**TRY IT**. Turn the lines of the data, from the line with "</instance>" up to and including the line with "positive clicks: (287, 191)", into a numbered list, leaving out any blank lines.

PROVIDED ENTRIES Start Marker

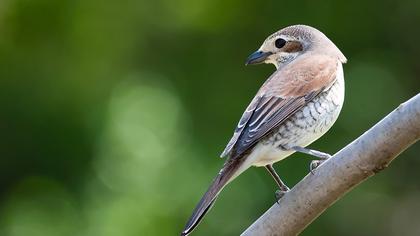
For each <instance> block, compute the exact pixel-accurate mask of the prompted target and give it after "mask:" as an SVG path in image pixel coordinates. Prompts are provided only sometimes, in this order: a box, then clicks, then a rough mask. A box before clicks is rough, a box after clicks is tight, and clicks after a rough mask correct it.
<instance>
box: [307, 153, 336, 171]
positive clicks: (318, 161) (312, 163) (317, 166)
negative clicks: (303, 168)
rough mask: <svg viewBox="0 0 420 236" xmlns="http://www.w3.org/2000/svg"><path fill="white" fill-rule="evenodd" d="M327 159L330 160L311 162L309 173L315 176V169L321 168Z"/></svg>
mask: <svg viewBox="0 0 420 236" xmlns="http://www.w3.org/2000/svg"><path fill="white" fill-rule="evenodd" d="M330 157H331V156H330ZM327 159H328V158H326V159H322V160H313V161H311V164H309V171H310V172H311V174H315V169H316V168H318V166H320V165H321V164H322V163H323V162H324V161H326V160H327Z"/></svg>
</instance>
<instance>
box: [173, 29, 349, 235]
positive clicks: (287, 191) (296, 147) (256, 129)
mask: <svg viewBox="0 0 420 236" xmlns="http://www.w3.org/2000/svg"><path fill="white" fill-rule="evenodd" d="M346 62H347V59H346V57H345V56H344V54H343V53H342V52H341V51H340V50H339V49H338V47H337V46H336V45H335V44H334V43H333V42H332V41H331V40H330V39H329V38H328V37H327V36H325V34H323V33H322V32H321V31H319V30H317V29H316V28H314V27H311V26H307V25H292V26H288V27H285V28H283V29H281V30H279V31H277V32H275V33H273V34H271V35H270V36H269V37H268V38H267V39H265V41H264V42H263V43H262V45H261V47H260V48H259V49H258V50H257V51H255V52H254V53H252V54H251V55H250V56H249V57H248V58H247V60H246V63H245V64H246V65H255V64H263V63H265V64H273V65H274V66H275V67H276V71H275V72H274V73H273V74H272V75H271V76H270V77H269V78H268V79H267V80H266V81H265V82H264V83H263V85H262V86H261V88H260V89H259V90H258V92H257V94H256V95H255V97H254V98H253V99H252V101H251V103H250V104H249V105H248V107H247V108H246V110H245V112H244V113H243V115H242V117H241V118H240V120H239V123H238V125H237V126H236V129H235V131H234V133H233V136H232V138H231V139H230V141H229V142H228V144H227V146H226V148H225V149H224V151H223V152H222V154H221V157H227V159H226V161H225V162H224V164H223V167H222V169H221V170H220V171H219V173H218V174H217V176H216V177H215V178H214V180H213V182H212V183H211V185H210V187H209V188H208V190H207V191H206V192H205V194H204V196H203V197H202V198H201V200H200V201H199V203H198V204H197V206H196V207H195V209H194V211H193V213H192V215H191V217H190V218H189V220H188V222H187V224H186V225H185V227H184V229H183V231H182V232H181V235H182V236H185V235H189V234H190V233H191V232H192V231H193V230H194V229H195V228H196V227H197V225H198V224H199V223H200V221H201V220H202V219H203V217H204V215H205V214H206V213H207V212H208V211H209V209H210V208H211V207H212V205H213V204H214V202H215V201H216V199H217V196H218V195H219V193H220V192H221V190H222V189H223V188H224V187H225V186H226V185H227V184H228V183H230V182H231V181H232V180H233V179H235V178H236V177H237V176H238V175H240V174H241V173H242V172H244V171H245V170H247V169H248V168H250V167H251V166H256V167H265V169H267V171H268V172H269V173H270V175H271V176H272V177H273V178H274V180H275V182H276V184H277V185H278V188H279V190H277V191H276V197H277V198H278V199H279V198H281V197H282V196H284V195H285V194H287V192H288V191H289V188H288V187H287V185H286V184H285V183H284V182H283V181H282V180H281V178H280V177H279V175H278V174H277V173H276V171H275V169H274V168H273V164H274V163H276V162H278V161H280V160H283V159H285V158H286V157H288V156H290V155H292V154H293V153H295V152H301V153H305V154H308V155H312V156H314V157H317V158H318V159H317V160H313V161H312V162H311V163H310V171H311V172H313V171H314V170H315V168H317V167H318V166H319V165H321V164H322V162H324V161H325V160H327V159H328V158H330V157H331V155H329V154H328V153H325V152H321V151H317V150H312V149H309V148H307V146H308V145H309V144H311V143H312V142H314V141H315V140H317V139H319V138H320V137H321V136H322V135H324V134H325V133H326V132H327V131H328V130H329V129H330V128H331V127H332V125H333V124H334V123H335V121H336V120H337V118H338V116H339V113H340V111H341V108H342V106H343V102H344V73H343V64H345V63H346Z"/></svg>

PROVIDED ENTRIES End Marker

**ANSWER FOR THE TASK**.
1. </instance>
2. <instance>
3. box: [173, 29, 349, 235]
4. positive clicks: (287, 191) (296, 147) (256, 129)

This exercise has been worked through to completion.